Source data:
========================

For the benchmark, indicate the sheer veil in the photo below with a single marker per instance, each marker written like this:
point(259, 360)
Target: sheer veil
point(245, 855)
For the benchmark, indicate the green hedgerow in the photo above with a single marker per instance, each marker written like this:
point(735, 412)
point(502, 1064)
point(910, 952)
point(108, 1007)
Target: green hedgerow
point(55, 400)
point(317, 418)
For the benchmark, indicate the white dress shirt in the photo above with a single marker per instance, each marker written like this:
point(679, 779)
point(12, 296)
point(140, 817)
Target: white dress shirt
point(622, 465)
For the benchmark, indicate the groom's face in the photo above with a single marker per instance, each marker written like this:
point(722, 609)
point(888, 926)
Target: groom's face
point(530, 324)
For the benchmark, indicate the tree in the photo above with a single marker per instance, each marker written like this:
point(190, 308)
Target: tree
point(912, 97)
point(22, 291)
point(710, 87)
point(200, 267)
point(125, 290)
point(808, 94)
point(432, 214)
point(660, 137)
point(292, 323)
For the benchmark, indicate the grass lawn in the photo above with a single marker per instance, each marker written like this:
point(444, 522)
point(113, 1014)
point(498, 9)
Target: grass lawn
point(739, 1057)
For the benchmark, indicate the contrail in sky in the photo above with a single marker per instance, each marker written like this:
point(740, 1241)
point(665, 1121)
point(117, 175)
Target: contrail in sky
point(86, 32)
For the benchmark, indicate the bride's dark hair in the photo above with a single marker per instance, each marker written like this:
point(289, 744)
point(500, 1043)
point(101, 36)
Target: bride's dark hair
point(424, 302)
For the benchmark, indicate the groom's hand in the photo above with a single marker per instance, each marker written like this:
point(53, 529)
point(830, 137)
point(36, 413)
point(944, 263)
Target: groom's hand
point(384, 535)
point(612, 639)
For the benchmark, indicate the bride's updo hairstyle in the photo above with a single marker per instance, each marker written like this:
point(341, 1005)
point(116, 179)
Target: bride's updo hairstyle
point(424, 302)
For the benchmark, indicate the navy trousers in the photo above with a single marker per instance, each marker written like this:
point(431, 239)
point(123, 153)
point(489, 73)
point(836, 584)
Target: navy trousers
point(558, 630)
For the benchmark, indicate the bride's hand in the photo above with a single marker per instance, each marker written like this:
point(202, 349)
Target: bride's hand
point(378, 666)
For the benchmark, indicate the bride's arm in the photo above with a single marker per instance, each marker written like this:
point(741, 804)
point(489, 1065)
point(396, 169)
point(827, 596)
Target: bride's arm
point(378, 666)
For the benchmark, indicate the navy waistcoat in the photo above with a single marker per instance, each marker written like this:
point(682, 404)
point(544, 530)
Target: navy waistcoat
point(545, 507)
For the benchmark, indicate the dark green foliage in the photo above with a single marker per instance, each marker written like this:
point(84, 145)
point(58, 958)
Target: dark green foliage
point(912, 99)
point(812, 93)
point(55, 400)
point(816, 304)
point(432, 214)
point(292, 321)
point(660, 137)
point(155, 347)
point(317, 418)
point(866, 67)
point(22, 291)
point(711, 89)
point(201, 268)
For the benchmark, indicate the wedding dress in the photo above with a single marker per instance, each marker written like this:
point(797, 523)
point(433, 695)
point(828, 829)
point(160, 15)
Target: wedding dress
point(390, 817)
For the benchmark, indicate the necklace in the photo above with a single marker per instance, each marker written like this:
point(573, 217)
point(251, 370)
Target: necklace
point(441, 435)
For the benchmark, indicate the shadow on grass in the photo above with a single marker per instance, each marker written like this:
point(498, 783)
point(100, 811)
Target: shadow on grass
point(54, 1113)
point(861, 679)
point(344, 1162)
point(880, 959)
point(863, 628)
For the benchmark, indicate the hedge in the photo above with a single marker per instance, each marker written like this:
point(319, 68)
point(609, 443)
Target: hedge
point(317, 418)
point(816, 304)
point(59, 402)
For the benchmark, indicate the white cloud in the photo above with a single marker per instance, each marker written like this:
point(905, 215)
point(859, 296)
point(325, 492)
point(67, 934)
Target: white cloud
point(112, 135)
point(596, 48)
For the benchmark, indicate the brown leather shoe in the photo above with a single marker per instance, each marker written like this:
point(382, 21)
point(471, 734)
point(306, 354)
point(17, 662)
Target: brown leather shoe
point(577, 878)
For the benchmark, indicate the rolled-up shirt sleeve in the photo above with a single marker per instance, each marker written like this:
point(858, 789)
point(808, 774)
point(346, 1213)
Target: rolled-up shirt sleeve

========================

## INSTRUCTIONS FOR THE TASK
Reproduce all of the entries above word for word, changing nothing.

## RESULT OF THIS EXERCISE
For the benchmark, indicate the sheer veil in the photo below with a single marker per instance, each marker written like this:
point(259, 360)
Target: sheer veil
point(245, 855)
For the benchmark, indicate the green hedgerow in the photo above with a single marker per instance, each marker written like this:
point(735, 412)
point(502, 1064)
point(910, 952)
point(108, 1007)
Target: green hedgerow
point(55, 400)
point(317, 418)
For the benchmark, indicate the white dress shirt in the photo above with a single marker per instance, each marker written like this:
point(679, 779)
point(12, 296)
point(140, 817)
Target: white dress shirt
point(622, 465)
For the benchmark, indicate the groom's face in the photo above with a single marker per instance, each marker written like this:
point(722, 609)
point(888, 926)
Target: groom's face
point(530, 324)
For the benchmark, indicate the tree in the photo above with a single marker per instance, each marker written like this:
point(190, 308)
Target: tree
point(912, 97)
point(22, 291)
point(710, 87)
point(200, 267)
point(125, 290)
point(808, 94)
point(432, 214)
point(660, 137)
point(292, 323)
For the benchmark, indicate the grass lawn in the photo above with a single marker per instance, each marker written like this:
point(444, 522)
point(113, 1014)
point(498, 9)
Target: grass lawn
point(739, 1057)
For the benchmark, indicate the contrail in sky in the photo above with a single marker per instance, each marker written like this:
point(740, 1241)
point(665, 1121)
point(117, 175)
Target: contrail in sky
point(86, 32)
For the benchmark, indicate the bride's dark hair in the photo above with a single marker per instance, each marker written like this:
point(289, 744)
point(500, 1043)
point(101, 36)
Target: bride's dark hair
point(424, 302)
For the benchmark, indicate the groom's hand in the photo above with a single marker per instance, each marker written like this:
point(53, 529)
point(830, 137)
point(36, 413)
point(944, 263)
Target: groom's hand
point(384, 535)
point(612, 639)
For the benchmark, indicate the bride's updo hairstyle in the photo above with a single marker per instance, each marker written like this:
point(341, 1005)
point(116, 179)
Target: bride's updo hairstyle
point(424, 302)
For the benchmark, indicate the navy trousers in the photo above with a single marker per instance, each marker written like this:
point(431, 239)
point(123, 153)
point(489, 73)
point(836, 584)
Target: navy trousers
point(558, 630)
For the benchmark, indicate the bride's hand in the photo above with a single marker per instance, each marker written like this:
point(202, 349)
Target: bride's hand
point(378, 666)
For the benchmark, indicate the bride's arm in the photo above with a single marker per instance, each marker written like this:
point(741, 804)
point(489, 1065)
point(396, 169)
point(827, 596)
Target: bride's arm
point(378, 666)
For the benchmark, indicate the navy waistcoat in the photo above with a single marker per instance, each marker written like this:
point(682, 404)
point(544, 530)
Target: navy waistcoat
point(545, 507)
For the benchmark, indicate the dark green foliage in the photo above with a single marker per instance, each marker written like this:
point(84, 145)
point(58, 958)
Target: dark green foliage
point(912, 99)
point(812, 93)
point(55, 400)
point(816, 304)
point(432, 214)
point(292, 321)
point(660, 137)
point(155, 347)
point(317, 418)
point(866, 67)
point(22, 291)
point(711, 89)
point(201, 268)
For the benchmark, indicate the wedding dress in the photo above with a single marker per instance, each marker written like this:
point(797, 523)
point(433, 695)
point(828, 829)
point(160, 15)
Target: wedding dress
point(390, 817)
For the benchmark, indicate the necklace in the photo above with a single marker per instance, each marker written like this:
point(573, 217)
point(251, 370)
Target: necklace
point(441, 435)
For the benchmark, indicate the shadow on grass in the photo above with a single marker per instance, each marker written like this:
point(498, 783)
point(100, 811)
Target: shadow on grass
point(54, 1113)
point(861, 679)
point(344, 1162)
point(880, 959)
point(863, 628)
For the benchmark, indicate the hedge in the photo above with a single marker per instance, each marker written like this:
point(319, 68)
point(609, 443)
Target: hedge
point(317, 418)
point(816, 304)
point(59, 402)
For the benchmark, indicate the white cloud in the photo above with a single marker per instance, each marker written like this:
point(905, 215)
point(859, 296)
point(325, 492)
point(67, 934)
Target: white cloud
point(112, 135)
point(596, 48)
For the benchmark, indicate the brown leather shoe in the photo above with a single marker per instance, each marker written like this:
point(382, 21)
point(471, 734)
point(306, 354)
point(17, 662)
Target: brown leather shoe
point(577, 878)
For the benchmark, indicate the rolled-up shirt sleeve in the photo above with a single marker per instance, each marker written like this:
point(858, 789)
point(808, 774)
point(346, 1213)
Target: rolled-up shirt sleeve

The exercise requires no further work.